(Beginning of Input data)
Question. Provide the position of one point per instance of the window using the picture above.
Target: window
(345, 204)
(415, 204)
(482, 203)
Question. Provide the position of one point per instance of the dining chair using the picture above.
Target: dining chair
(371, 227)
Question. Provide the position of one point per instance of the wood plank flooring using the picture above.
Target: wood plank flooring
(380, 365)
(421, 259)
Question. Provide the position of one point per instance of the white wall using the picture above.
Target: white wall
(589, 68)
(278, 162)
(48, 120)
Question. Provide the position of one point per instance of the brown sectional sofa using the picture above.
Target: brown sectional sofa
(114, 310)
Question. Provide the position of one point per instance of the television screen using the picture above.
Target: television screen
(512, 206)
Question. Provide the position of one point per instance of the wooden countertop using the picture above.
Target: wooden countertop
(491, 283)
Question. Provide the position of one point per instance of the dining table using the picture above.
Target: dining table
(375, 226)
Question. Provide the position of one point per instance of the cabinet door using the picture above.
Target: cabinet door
(End of Input data)
Exercise instructions
Transcribe all entries exactly as they appear above.

Response
Question. Provide the position of one point per instance of the window using the picture above.
Target: window
(345, 204)
(415, 204)
(482, 203)
Question. Provide the position of one point per instance of the dining chair using the picture above.
Target: dining chair
(371, 227)
Question. Provide the position of one point per instance of the wood plank flooring using the picture above.
Target: wood plank flooring
(380, 365)
(421, 259)
Question. Provide the position of one point per instance of the white wall using the picture above.
Target: white wall
(589, 68)
(278, 162)
(48, 120)
Question. Provide the position of one point per instance of the brown sectional sofa using the picture above.
Target: brown sectional sofa
(114, 310)
Question. Provide the position of one point per instance of the television screen using the picture above.
Target: television screen
(512, 206)
Question. Provide the position of one point per instance of the wooden countertop using the picture above.
Target: wooden countertop
(491, 283)
Question. Provide the position of one point per instance of the dining table using the picture above.
Target: dining table
(375, 226)
Question. Provide the position of one point per instance of the cabinet door using the picture above.
Target: cabinet door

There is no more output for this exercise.